_Provided material_

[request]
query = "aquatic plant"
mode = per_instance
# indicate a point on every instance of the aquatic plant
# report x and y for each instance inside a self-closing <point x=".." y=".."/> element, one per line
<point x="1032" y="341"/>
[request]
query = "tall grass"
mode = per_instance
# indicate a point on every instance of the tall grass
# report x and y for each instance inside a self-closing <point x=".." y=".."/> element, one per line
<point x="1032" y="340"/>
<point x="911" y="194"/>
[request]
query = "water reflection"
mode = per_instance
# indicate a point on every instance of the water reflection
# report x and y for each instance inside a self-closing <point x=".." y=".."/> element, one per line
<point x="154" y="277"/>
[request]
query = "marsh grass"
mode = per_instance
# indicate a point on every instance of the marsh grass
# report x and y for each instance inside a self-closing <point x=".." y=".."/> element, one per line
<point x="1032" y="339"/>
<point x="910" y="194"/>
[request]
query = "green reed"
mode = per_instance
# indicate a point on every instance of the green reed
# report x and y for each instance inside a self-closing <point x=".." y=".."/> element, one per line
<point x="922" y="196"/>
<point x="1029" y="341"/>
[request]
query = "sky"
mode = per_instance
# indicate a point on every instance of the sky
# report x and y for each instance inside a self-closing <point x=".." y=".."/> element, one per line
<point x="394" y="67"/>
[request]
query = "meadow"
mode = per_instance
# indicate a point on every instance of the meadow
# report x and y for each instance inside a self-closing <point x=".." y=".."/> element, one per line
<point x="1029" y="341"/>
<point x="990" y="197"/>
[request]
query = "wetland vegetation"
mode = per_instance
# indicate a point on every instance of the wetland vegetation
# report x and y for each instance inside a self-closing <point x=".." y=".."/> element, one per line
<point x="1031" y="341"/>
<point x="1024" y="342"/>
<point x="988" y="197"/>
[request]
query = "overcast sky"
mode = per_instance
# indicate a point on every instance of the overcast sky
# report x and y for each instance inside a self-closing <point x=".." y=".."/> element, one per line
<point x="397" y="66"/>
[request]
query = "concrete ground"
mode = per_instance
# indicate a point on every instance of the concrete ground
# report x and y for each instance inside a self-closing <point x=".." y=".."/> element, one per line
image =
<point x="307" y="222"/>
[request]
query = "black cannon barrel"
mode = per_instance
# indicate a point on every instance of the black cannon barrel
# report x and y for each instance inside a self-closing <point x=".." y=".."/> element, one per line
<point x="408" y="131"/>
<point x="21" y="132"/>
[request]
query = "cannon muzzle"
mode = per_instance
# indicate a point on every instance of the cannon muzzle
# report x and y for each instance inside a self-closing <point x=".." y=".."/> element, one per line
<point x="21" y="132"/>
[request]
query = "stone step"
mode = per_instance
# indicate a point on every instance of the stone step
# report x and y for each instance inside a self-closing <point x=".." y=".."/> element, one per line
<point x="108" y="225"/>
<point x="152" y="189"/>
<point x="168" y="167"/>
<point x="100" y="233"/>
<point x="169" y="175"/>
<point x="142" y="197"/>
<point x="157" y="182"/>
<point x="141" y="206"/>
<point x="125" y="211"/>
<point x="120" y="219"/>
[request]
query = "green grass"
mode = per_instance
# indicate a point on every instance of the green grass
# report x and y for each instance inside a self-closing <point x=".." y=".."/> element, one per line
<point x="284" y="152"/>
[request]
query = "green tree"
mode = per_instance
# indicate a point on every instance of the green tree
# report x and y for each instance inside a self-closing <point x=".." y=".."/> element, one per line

_Exercise instructions_
Which of the lines in the material carry the string "black"? Pull them out.

_Task output_
query = "black cannon barrel"
# indicate a point on every instance of the black cannon barrel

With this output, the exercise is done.